** Отрывок для чтения **
О стихах я не то чтобы много думал, но производил их много, то есть как можно сегодня выразиться бы — телесно думал. А нормально я думал о поэзии как о форме деятельности, не переводимой полностью и буквально на стихи, но в какой-то мере выявляемой через них.
И после многого думания я понял, что финансист и поэт — весьма сходные функциональные образования в современном социокультурном поле, или, лучше, как нынче любят выражаться — пространстве. Ну, конечно, сходны в определенном и достаточно ограниченном смысле, но все-таки. И, конечно, поэты и финансисты бывают очень разные, но мы имеем в виду Поэта и Финансиста с большой буквы.
Так вот.
И тот и другой имеют дело с материалом, им не принадлежащим. Материалом, так сказать, общенародного пользования — деньги и слово. Подобного рода владение и имение дела с таким материалом можно описать для большей ясности и доступности несколькими метафорами, уподоблениями. Например, они (поэт и финансист) как бы подключаются к беспрерывному потоку этих субстанций (денег и слов), которые в наше время обращаются со страшной, небывалой досель скоростью, пропускают их через себя, служа подобием эдакой дополнительной насосной станции, поддерживая, либо даже ускоряя этот поток. А можно представить это в более приятном, теплом, некоем зооантропоморфном образе, как, скажем, берут неких маленьких бездомных зверушек, оттаивают их на своем сердце, взращивают и отпускают в мир. Или даже почище — как пиявок сажают на кровеносные узлы и терпят, терпят, пока те не насосутся крови и не отвалятся в мир. Образ, понимаю, не из самых приятных. А что, что-нибудь иное поприятнее? А что, сам материал — деньги да слова — поприятнее или поласковей, поснисходительней к нам? С виду все вроде бы и просто, нехитро — да не так уж много состоявшихся поэтов и финансистов.

** Задание **
Приведите дословно фрагмент отрывка о поэте и финансисте от слов «О стихах я не» до слов «с большой буквы.». Приведённые далее строки для работы не нужны.

** Извлечённые данные **
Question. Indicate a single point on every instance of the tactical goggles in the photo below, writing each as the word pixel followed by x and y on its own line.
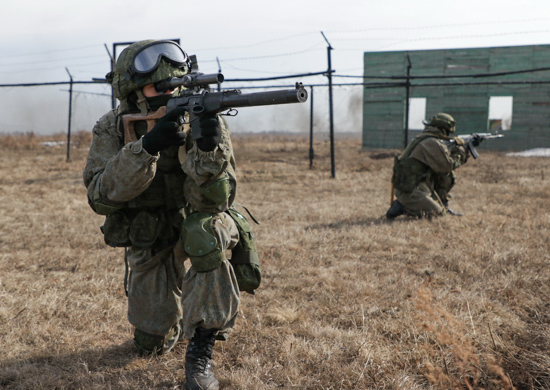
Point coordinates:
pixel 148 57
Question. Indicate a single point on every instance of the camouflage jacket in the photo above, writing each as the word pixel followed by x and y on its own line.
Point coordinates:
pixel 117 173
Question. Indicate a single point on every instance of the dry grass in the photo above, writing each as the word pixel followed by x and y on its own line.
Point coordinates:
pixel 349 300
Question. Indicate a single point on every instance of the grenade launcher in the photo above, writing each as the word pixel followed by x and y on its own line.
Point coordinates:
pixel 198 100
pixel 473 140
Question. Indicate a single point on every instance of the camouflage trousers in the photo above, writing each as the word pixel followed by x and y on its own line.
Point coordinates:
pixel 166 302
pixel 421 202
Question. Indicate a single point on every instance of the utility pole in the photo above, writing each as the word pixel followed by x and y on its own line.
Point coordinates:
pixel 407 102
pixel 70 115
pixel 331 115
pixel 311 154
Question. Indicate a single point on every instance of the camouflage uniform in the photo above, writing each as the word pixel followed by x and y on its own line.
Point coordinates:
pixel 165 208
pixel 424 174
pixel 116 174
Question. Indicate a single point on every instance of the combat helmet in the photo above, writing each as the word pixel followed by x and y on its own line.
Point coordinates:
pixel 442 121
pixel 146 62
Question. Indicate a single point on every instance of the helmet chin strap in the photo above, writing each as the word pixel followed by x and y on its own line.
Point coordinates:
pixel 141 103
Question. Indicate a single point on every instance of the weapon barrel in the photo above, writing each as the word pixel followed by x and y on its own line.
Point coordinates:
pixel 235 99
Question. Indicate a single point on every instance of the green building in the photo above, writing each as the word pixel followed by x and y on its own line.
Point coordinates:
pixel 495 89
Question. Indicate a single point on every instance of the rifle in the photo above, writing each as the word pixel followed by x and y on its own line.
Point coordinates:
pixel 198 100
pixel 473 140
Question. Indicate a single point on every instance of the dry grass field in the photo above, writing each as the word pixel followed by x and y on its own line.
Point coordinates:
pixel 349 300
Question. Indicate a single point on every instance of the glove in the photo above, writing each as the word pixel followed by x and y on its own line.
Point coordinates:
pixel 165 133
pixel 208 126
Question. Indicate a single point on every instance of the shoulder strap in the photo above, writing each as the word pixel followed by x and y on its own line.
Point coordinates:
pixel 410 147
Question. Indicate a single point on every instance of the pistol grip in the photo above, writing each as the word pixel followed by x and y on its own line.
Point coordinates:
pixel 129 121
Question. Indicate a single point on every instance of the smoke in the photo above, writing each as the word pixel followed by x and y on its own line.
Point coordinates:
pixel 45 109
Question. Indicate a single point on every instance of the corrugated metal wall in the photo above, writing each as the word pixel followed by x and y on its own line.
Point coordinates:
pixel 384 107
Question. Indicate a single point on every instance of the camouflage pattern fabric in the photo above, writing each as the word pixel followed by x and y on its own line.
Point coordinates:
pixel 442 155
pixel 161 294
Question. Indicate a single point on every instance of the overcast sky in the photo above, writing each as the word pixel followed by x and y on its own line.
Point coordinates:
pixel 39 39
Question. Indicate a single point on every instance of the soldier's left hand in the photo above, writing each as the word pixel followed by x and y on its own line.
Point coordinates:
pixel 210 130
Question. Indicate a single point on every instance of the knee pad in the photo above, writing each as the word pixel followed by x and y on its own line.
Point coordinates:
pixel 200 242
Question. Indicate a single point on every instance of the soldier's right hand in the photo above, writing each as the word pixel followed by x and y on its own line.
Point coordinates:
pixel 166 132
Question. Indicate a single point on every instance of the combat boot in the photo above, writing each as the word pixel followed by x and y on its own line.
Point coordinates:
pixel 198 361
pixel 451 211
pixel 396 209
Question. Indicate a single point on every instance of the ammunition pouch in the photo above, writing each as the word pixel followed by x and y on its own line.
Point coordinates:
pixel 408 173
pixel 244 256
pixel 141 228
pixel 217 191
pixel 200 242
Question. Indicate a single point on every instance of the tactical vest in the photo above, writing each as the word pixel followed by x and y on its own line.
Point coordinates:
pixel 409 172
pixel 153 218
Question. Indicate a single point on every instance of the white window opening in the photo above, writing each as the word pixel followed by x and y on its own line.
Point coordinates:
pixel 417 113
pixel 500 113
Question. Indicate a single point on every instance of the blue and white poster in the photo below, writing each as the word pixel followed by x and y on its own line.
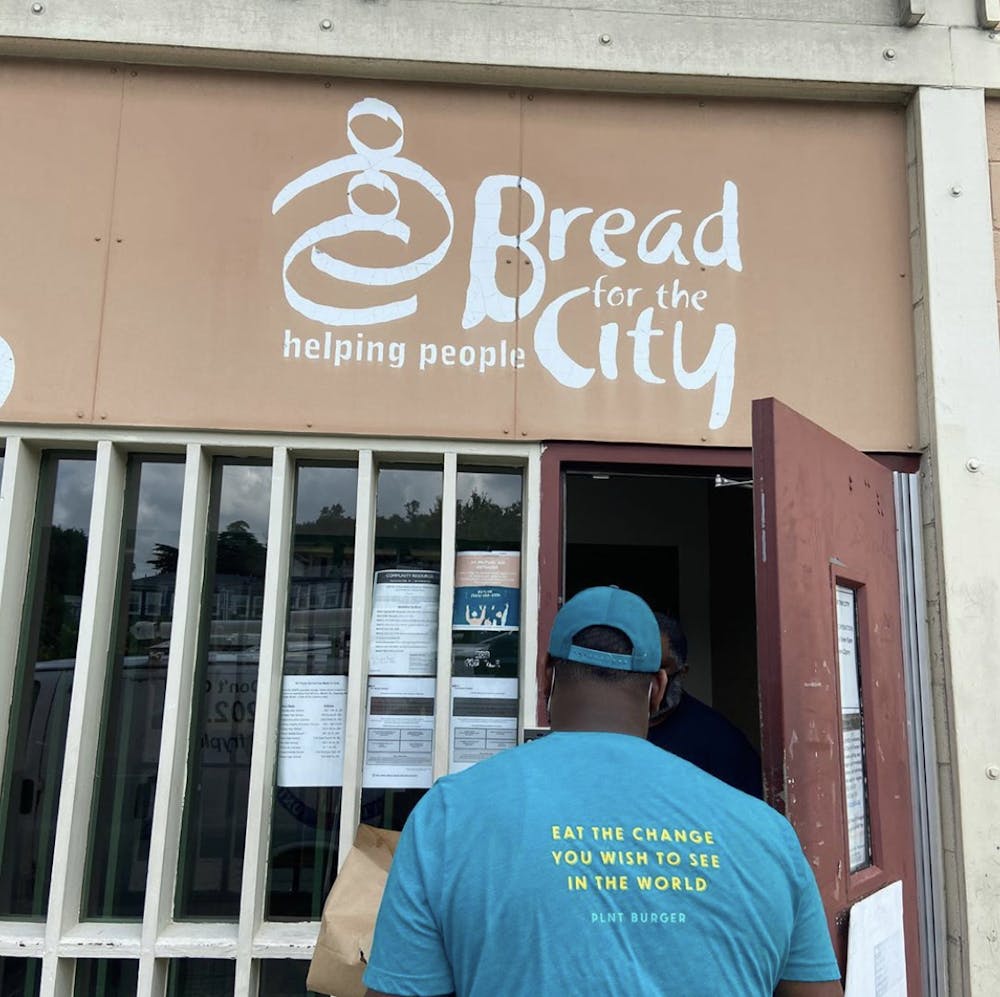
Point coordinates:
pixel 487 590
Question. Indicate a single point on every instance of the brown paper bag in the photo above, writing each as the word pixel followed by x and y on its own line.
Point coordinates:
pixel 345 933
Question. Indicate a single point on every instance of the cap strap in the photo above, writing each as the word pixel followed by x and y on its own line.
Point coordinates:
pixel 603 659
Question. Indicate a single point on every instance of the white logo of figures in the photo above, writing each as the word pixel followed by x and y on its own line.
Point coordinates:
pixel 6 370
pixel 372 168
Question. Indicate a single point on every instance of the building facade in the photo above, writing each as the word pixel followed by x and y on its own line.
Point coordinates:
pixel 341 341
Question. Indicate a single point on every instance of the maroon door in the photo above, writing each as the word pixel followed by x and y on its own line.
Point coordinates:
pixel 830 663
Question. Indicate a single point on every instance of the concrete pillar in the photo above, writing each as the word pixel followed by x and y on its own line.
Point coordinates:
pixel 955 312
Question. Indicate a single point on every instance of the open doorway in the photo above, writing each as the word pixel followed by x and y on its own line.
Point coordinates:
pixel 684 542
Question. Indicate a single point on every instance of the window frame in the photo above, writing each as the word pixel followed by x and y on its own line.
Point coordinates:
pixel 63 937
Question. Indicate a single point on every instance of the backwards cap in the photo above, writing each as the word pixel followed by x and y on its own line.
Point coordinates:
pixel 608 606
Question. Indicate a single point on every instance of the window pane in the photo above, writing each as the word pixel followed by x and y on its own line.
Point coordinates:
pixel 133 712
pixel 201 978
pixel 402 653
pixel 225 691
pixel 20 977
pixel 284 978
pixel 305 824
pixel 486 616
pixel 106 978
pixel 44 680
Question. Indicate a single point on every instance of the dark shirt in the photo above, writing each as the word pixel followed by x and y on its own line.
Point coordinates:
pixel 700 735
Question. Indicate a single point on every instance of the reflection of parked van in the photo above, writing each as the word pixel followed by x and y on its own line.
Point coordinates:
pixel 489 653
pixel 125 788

** Ответ к заданию **
О стихах я не то чтобы много думал, но производил их много, то есть как можно сегодня выразиться бы — телесно думал. А нормально я думал о поэзии как о форме деятельности, не переводимой полностью и буквально на стихи, но в какой-то мере выявляемой через них.
И после многого думания я понял, что финансист и поэт — весьма сходные функциональные образования в современном социокультурном поле, или, лучше, как нынче любят выражаться — пространстве. Ну, конечно, сходны в определенном и достаточно ограниченном смысле, но все-таки. И, конечно, поэты и финансисты бывают очень разные, но мы имеем в виду Поэта и Финансиста с большой буквы.